Aim of the exercise: Every record below should be printed exactly as given.

Records provided:
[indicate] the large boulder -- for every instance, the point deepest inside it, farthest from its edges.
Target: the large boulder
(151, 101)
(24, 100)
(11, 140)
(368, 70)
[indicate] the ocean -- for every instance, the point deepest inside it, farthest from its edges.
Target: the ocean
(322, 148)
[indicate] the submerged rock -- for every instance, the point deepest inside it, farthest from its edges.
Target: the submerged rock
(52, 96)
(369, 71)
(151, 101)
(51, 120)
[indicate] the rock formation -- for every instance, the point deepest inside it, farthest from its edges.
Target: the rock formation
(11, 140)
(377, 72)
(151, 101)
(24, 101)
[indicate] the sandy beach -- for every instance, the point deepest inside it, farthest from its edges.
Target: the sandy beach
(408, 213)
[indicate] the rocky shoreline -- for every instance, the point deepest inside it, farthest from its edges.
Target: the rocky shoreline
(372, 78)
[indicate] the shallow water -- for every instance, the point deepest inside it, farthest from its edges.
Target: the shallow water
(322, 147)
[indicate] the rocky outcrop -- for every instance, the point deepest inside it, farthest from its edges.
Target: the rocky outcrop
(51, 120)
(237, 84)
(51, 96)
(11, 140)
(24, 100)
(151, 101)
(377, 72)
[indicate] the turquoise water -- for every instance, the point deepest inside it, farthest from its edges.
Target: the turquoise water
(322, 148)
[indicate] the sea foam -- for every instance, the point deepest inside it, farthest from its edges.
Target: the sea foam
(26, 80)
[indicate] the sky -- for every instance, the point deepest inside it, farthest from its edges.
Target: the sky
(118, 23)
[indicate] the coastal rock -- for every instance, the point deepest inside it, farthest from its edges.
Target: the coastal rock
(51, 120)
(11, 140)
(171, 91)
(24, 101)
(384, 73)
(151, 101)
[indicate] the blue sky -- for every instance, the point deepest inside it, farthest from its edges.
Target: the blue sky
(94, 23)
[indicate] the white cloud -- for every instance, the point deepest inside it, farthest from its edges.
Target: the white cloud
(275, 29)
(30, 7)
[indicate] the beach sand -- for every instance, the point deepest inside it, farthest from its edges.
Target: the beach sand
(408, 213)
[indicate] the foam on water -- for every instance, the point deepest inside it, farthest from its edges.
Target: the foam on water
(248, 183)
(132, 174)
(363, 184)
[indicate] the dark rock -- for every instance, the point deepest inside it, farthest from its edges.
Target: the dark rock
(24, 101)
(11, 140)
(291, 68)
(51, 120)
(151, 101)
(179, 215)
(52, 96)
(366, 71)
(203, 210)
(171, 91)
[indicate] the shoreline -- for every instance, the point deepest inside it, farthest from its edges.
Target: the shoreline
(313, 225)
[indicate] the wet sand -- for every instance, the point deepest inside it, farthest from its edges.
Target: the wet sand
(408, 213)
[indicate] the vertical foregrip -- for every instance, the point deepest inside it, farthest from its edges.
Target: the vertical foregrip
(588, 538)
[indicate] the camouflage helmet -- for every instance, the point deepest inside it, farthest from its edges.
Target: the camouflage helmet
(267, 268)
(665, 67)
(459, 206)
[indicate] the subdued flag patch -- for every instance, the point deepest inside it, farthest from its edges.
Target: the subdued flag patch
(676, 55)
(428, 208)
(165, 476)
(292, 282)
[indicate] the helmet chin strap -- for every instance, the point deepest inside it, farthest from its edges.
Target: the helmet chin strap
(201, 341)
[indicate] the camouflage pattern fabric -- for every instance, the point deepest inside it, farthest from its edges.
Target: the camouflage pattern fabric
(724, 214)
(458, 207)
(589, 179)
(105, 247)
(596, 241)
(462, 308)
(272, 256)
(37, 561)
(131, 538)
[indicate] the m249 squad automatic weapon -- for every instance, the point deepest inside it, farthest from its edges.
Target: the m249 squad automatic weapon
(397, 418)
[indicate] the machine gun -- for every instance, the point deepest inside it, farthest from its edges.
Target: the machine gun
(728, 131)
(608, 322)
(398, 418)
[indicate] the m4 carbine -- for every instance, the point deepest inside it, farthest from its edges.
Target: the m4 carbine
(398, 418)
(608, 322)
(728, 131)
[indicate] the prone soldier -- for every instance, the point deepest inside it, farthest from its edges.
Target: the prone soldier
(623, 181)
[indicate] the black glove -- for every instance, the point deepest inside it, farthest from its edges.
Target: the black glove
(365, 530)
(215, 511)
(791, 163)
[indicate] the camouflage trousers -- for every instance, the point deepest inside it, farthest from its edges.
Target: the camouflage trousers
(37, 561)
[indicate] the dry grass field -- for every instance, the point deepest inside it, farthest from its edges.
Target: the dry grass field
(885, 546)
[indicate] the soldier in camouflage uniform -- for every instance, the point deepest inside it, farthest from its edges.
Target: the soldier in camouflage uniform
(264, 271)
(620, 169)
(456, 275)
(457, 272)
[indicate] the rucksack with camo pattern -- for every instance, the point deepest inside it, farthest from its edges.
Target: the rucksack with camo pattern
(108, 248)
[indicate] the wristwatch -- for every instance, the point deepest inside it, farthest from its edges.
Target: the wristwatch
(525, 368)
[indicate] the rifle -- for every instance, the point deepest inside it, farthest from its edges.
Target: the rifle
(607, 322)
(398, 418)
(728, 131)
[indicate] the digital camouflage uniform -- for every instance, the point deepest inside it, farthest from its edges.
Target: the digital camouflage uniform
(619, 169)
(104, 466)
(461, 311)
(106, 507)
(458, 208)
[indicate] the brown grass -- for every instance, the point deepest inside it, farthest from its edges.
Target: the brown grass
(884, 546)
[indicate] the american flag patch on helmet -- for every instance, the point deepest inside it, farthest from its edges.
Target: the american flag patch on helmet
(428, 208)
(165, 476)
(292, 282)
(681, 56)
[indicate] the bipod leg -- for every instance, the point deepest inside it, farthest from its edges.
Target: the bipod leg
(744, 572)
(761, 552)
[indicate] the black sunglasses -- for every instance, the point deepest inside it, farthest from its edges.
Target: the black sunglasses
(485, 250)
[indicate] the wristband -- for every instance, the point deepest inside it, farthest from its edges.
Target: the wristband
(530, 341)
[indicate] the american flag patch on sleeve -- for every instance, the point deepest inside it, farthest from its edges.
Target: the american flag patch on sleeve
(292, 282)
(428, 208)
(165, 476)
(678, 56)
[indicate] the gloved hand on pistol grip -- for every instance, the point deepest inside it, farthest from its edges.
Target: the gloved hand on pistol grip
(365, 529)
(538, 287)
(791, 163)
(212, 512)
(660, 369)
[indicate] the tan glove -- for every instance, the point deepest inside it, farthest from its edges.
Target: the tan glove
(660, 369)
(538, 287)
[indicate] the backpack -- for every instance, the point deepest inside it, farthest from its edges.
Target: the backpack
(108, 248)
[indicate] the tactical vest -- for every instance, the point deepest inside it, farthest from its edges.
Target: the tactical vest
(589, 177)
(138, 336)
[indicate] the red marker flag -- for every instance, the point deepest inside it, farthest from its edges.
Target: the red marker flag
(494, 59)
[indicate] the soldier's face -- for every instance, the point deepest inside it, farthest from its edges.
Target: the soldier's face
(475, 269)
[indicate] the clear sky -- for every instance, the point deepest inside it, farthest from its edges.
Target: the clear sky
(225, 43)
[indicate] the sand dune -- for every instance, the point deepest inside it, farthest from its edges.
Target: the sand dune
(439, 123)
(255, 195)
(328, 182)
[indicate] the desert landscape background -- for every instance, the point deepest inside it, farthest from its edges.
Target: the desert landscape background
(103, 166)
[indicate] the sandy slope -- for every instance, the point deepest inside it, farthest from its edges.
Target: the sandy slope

Solution below:
[indicate] the large boulder -- for every instance, the point deepest inside it, farthest from its edges.
Target: the large boulder
(151, 101)
(24, 100)
(11, 140)
(368, 70)
[indicate] the ocean -- for every instance, the point deepest inside it, farthest from its edges.
Target: the ocean
(322, 148)
[indicate] the submerged rock -- for every instance, the point deepest inside it, farthest from its edges.
Target: the submerged rock
(52, 96)
(369, 71)
(151, 101)
(51, 120)
[indicate] the rock formation -- for every instance, the point deepest inside it, farthest from its edges.
Target: the rock formation
(11, 140)
(377, 72)
(151, 101)
(24, 101)
[indicate] the sandy beach -- for every instance, the point deepest inside it, farthest from its edges.
Target: the sandy beach
(408, 213)
[indicate] the rocky shoreline -- for every instance, the point deepest inside it, farthest from its edges.
Target: the rocky shoreline
(372, 78)
[indicate] the shallow water -- for every instance, the point deepest inside it, farthest from its edges.
Target: the shallow water
(322, 147)
[indicate] the rocky outcrop -- for every instance, the point deepest inside it, farthest from its edges.
Target: the rocky outcrop
(51, 120)
(237, 84)
(51, 96)
(11, 140)
(24, 100)
(151, 101)
(377, 72)
[indicate] the turquoise water -- for every instance, the point deepest inside it, farthest from its edges.
Target: the turquoise water
(322, 148)
[indicate] the sea foam -- for every instance, the point deepest inside it, farthest from its edges.
Target: the sea foam
(26, 80)
[indicate] the sky -- for every instance, the point deepest inside it, farthest from its edges.
Target: the sky
(118, 23)
[indicate] the coastal rock -- for every instance, the point deepest inside it, farthest from its edges.
Target: the coastal rock
(51, 120)
(11, 140)
(171, 91)
(24, 101)
(384, 73)
(151, 101)
[indicate] the blue sky -- for every instance, the point deepest inside it, farthest from its edges.
Target: the blue sky
(94, 23)
[indicate] the white cloud -- for every instance, the point deepest inside it, farthest from its edges.
Target: the white cloud
(275, 29)
(30, 7)
[indicate] the beach sand -- for every instance, the point deepest inside it, farthest from its edges.
Target: the beach sand
(408, 213)
[indicate] the foam on water -- for every instance, the point deepest inside it, farthest from its edges.
Target: the foam on water
(248, 183)
(132, 174)
(363, 184)
[indicate] the dark rock -- for every instance, the point deepest inside it, farthest from its edges.
Target: the dark rock
(24, 101)
(11, 140)
(291, 68)
(51, 120)
(151, 101)
(179, 215)
(52, 96)
(366, 71)
(203, 210)
(171, 91)
[indicate] the shoreline -- for every instance, the point deepest inside it, farthest from its edges.
Target: the shoreline
(313, 225)
[indicate] the wet sand -- for every instance, the point deepest inside it, farthest from its edges.
Target: the wet sand
(408, 213)
[indicate] the vertical foregrip -- for every instance, the point deepest inside it, farthest from its edges.
Target: the vertical foregrip
(588, 538)
[indicate] the camouflage helmet -- for every instance, the point deepest inside it, farthest from its edges.
Target: the camouflage helmet
(267, 268)
(665, 67)
(459, 206)
[indicate] the subdued flag patch -- for every instance, the point deepest inside it, farthest from its edges.
Target: the subdued flag patch
(676, 55)
(428, 208)
(165, 476)
(292, 282)
[indicate] the helmet chin strap -- for every instance, the point deepest inside it, farthest from its edges.
Target: the helmet chin strap
(201, 341)
[indicate] the camouflage pattern fabric -- for every instance, the point deepest inside it, farthest from its edges.
Target: the camouflage pattern fabric
(724, 214)
(458, 207)
(589, 179)
(105, 247)
(596, 241)
(462, 308)
(272, 256)
(37, 561)
(131, 538)
[indicate] the m249 squad automatic weapon -- for every instance, the point deepest inside it, farthest from its edges.
Target: the m249 squad automatic weapon
(397, 418)
[indicate] the machine gun -- for every instance, the point deepest inside it, farthest from its edges.
Target: the machine gun
(728, 131)
(608, 322)
(398, 418)
[indicate] the m4 carbine -- for every instance, the point deepest inside it, farthest from its edges.
Target: the m4 carbine
(398, 418)
(608, 322)
(728, 131)
[indicate] the prone soldier -- for every instance, the point deepest inside it, farthest from its edges.
Target: the prone soldier
(623, 181)
[indicate] the black glove -- for every instance, the point deepest inside it, farthest from its edges.
Target: the black glove
(365, 530)
(215, 511)
(791, 163)
[indicate] the camouflage trousers -- for every instance, the point deepest inside it, farthest from its edges.
Target: the camouflage trousers
(37, 561)
[indicate] the dry grass field -- for every instance, the point deepest inside it, farthest from its edges.
Target: the dry grass field
(885, 546)
[indicate] the soldier in camouflage uniform -- for every instance, the point deepest inside it, farthest from its edges.
Target: the soldier in camouflage uniform
(264, 271)
(620, 169)
(456, 275)
(457, 272)
[indicate] the rucksack with camo pattern -- for every instance, the point deepest inside it, farthest from its edges.
Target: the rucksack with camo pattern
(108, 248)
[indicate] the wristwatch -- for every instance, the point deepest inside it, farthest from its edges.
Target: the wristwatch
(525, 368)
[indicate] the rifle -- for every instance, the point deepest inside it, farthest from its edges.
Target: the rifle
(607, 322)
(398, 418)
(728, 131)
[indicate] the digital camouflage uniform -- for every instance, the point deepest inside it, farthest from its edges.
Target: the digital camouflage uniform
(619, 169)
(104, 466)
(461, 311)
(106, 507)
(458, 208)
[indicate] the brown grass -- for every instance, the point deepest inside it, farthest from its edges.
Target: the brown grass
(884, 546)
[indicate] the american flag patch on helmet -- for every instance, the point deepest inside it, farthest from its edges.
Target: the american flag patch on helmet
(428, 208)
(165, 476)
(292, 282)
(681, 56)
[indicate] the bipod leg -- for every instance, the point deepest inside it, farthest from its edges.
Target: the bipod leg
(744, 572)
(761, 552)
[indicate] the black sunglasses -- for every instance, the point deepest inside it, farthest from its edges.
Target: the black sunglasses
(485, 250)
[indicate] the wristband -- for every instance, the point deepest inside it, farthest from its edges.
Target: the wristband
(530, 341)
[indicate] the american flag patch on sleeve -- for every instance, the point deepest inside it, farthest from its edges.
Target: the american flag patch on sleeve
(292, 282)
(428, 208)
(165, 476)
(678, 56)
[indicate] the gloved hand on pistol grip -- for every instance, the point deepest inside it, farthest from its edges.
Target: the gloved hand on pistol grip
(365, 529)
(538, 287)
(791, 163)
(212, 512)
(660, 369)
[indicate] the tan glove -- for every instance, the point deepest inside it, farthest from its edges.
Target: the tan glove
(660, 369)
(538, 287)
[indicate] the backpack -- for every instance, the point deepest inside it, farthest from its edges.
Target: the backpack
(108, 248)
[indicate] the tactical vest -- for every instance, the point deepest inside it, farthest from its edges.
Target: the tactical vest
(589, 177)
(138, 336)
[indicate] the red marker flag -- for every instance, the point deepest inside it, farthest from its edges.
Target: the red marker flag
(494, 59)
[indicate] the soldier's face -- for every instance, the point deepest inside it, farthest from its edges.
Target: the soldier's face
(475, 269)
[indicate] the clear sky -- for every instance, the point deepest inside it, farthest from its edges.
Target: the clear sky
(225, 43)
[indicate] the sand dune -- for every instance, the point deepest inside it, farthest from its edges.
Target: the sand dune
(439, 123)
(255, 195)
(328, 182)
[indicate] the desert landscape background -- for every instance, the point deepest inside it, farthest from its edges.
Target: the desert landscape background
(103, 166)
[indicate] the sandy slope -- for every instance, the point deepest inside it, farthest from its edges.
Target: the sandy slope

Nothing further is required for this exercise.